• WHAT TO DO: Pull every line with "surface" from the entries below.

[Source records]
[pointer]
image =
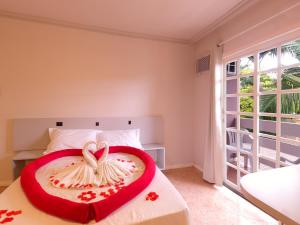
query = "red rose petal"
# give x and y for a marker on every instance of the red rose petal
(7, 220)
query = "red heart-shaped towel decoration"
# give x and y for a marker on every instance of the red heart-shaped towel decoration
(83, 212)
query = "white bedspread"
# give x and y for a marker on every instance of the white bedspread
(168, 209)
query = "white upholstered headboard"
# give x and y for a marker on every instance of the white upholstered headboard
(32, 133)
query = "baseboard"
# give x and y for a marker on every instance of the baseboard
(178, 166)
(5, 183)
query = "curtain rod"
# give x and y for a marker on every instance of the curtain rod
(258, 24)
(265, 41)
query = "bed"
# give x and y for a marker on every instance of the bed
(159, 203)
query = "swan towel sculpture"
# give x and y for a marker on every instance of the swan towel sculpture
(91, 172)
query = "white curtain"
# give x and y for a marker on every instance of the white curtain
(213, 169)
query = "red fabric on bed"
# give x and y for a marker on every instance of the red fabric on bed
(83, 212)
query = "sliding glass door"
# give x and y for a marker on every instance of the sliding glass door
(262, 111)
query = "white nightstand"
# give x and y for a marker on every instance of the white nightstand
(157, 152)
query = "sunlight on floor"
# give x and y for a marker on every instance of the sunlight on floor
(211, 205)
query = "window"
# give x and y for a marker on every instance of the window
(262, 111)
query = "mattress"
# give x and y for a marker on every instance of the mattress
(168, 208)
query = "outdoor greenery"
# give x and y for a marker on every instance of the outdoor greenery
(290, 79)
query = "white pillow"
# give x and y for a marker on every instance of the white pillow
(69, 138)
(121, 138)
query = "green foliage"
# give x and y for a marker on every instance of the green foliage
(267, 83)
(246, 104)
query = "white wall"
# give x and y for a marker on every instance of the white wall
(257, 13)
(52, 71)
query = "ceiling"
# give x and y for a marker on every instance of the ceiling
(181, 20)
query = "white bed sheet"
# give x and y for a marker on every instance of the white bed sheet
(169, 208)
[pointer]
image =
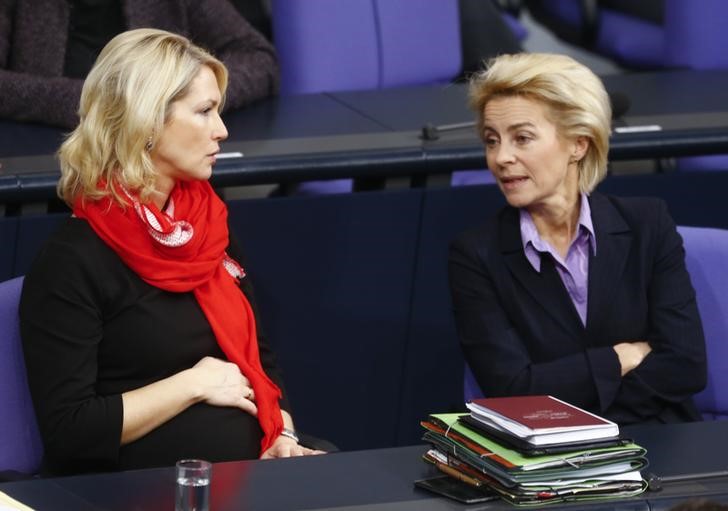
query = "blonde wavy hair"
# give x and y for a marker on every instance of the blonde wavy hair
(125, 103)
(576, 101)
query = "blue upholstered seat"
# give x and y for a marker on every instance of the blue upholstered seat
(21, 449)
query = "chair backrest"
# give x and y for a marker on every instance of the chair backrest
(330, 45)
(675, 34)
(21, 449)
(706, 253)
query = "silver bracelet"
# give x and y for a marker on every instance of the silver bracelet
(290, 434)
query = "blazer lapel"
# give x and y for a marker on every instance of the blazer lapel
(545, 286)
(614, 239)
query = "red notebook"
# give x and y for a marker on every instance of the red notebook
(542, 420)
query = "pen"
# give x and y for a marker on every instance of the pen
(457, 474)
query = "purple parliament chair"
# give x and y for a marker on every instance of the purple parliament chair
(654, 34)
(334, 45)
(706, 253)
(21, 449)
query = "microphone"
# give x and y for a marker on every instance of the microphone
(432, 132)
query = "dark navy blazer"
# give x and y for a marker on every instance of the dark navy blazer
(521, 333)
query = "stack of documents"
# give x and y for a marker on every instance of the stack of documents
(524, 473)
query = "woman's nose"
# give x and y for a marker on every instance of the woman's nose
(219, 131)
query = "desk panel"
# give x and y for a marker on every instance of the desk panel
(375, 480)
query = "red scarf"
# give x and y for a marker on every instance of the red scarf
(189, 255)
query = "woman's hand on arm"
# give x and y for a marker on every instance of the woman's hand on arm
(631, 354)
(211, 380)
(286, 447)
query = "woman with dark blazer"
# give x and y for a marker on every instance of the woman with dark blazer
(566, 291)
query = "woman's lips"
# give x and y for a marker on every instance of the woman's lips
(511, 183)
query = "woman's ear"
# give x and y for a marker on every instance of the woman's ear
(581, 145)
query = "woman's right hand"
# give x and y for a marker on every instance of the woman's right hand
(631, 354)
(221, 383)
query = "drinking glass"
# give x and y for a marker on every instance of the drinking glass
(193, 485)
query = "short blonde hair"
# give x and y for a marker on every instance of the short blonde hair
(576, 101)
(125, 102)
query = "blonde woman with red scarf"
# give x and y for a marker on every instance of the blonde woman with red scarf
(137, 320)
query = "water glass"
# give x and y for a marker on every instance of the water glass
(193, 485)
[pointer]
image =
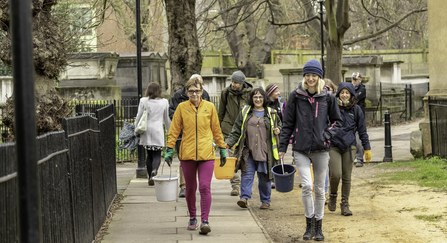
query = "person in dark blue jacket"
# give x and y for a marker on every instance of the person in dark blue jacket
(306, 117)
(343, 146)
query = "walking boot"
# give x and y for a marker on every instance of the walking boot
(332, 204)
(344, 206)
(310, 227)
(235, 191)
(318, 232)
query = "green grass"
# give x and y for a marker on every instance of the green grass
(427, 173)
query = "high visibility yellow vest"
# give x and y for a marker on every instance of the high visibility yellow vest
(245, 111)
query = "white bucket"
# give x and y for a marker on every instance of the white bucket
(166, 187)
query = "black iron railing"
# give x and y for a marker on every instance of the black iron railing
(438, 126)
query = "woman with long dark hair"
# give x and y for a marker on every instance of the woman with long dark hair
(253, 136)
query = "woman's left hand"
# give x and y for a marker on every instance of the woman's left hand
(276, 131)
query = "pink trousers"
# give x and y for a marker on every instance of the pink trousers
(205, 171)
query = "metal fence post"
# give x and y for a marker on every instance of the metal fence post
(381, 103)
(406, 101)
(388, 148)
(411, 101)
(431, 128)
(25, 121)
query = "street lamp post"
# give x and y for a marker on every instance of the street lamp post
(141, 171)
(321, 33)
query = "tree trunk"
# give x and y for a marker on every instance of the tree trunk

...

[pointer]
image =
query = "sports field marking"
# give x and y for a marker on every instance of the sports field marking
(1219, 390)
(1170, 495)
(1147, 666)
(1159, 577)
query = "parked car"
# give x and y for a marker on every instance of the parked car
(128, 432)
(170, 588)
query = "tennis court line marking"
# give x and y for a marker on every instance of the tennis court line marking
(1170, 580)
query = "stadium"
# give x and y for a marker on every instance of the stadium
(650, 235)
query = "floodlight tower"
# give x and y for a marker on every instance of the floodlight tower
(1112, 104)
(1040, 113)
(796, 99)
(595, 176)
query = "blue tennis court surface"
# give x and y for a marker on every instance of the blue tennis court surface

...

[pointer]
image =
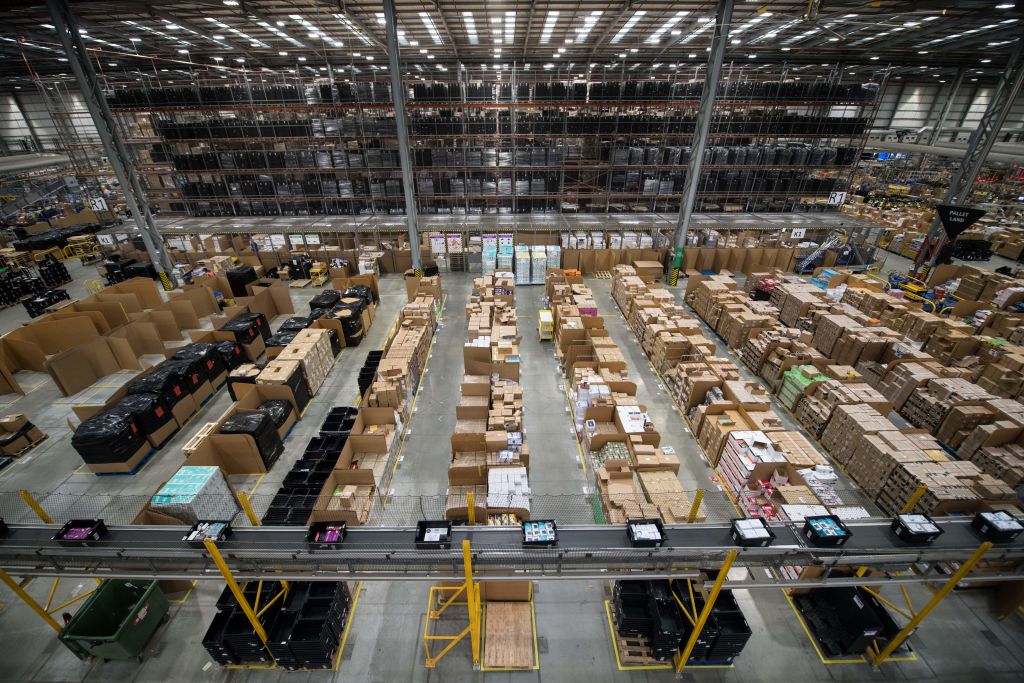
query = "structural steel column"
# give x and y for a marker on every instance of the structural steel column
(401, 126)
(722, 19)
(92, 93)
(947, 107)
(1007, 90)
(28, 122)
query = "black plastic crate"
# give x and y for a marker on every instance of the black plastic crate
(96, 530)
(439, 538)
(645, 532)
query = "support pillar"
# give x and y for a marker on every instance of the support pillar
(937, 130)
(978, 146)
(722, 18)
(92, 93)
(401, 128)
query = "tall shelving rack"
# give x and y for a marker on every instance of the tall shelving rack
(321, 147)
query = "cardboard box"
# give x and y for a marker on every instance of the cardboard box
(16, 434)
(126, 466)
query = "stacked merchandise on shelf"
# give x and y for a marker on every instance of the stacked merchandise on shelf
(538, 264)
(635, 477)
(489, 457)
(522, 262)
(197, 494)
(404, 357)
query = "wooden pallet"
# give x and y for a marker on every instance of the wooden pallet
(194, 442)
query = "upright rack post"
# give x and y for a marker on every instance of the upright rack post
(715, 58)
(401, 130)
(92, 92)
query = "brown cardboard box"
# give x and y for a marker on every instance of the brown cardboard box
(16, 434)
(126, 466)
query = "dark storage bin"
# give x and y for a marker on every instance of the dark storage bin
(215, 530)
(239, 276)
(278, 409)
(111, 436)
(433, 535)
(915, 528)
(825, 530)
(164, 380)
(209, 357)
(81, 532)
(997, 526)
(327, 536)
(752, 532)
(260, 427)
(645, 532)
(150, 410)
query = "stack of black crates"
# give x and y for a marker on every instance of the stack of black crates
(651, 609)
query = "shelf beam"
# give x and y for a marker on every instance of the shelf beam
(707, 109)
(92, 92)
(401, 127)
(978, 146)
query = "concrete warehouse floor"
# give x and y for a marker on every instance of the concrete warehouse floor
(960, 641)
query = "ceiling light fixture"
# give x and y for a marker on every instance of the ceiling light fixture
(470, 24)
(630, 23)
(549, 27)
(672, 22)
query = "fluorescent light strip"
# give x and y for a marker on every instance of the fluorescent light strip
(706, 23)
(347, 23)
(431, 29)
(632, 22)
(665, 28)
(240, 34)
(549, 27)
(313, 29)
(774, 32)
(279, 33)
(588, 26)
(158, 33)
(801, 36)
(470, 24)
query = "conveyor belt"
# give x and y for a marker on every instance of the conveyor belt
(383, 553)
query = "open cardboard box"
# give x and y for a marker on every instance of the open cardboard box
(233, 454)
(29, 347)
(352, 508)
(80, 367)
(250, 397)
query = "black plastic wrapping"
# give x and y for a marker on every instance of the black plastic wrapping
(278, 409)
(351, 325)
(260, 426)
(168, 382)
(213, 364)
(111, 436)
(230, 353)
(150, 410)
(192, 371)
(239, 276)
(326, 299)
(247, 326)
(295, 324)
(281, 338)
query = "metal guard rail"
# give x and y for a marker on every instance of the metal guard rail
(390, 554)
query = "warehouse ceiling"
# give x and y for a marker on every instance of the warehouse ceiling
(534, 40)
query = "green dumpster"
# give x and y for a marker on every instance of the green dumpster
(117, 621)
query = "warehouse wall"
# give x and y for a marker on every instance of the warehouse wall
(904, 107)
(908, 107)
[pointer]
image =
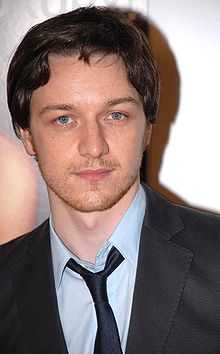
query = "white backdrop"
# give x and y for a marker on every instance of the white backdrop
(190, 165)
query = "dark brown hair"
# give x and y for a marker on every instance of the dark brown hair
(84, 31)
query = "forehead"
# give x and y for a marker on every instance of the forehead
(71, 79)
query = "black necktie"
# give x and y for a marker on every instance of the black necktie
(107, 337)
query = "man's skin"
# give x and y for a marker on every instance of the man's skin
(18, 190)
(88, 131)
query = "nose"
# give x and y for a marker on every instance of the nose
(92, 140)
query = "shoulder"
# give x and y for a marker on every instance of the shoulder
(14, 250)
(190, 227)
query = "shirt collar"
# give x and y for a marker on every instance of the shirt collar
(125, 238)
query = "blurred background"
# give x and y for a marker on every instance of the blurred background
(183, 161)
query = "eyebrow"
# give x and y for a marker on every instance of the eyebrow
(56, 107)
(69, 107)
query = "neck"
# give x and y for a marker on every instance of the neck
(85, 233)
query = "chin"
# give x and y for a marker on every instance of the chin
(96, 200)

• RESULT OF THE TASK:
query = "blue tennis court surface"
# give x and y for a marker on every instance of the blue tennis court surface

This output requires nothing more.